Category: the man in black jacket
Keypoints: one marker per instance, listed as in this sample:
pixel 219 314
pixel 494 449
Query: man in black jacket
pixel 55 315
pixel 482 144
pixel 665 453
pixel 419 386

EXERCISE DIRECTIONS – Rewrite these lines, putting "gray jacket" in place of every "black jacket" and leaving everything else as it is.

RESPONSE TO THIS EXERCISE –
Category: the man in gray jacket
Keypoints: one marker per instance, listed as in this sample:
pixel 219 314
pixel 494 449
Query: man in gray jacket
pixel 55 315
pixel 482 144
pixel 665 453
pixel 419 386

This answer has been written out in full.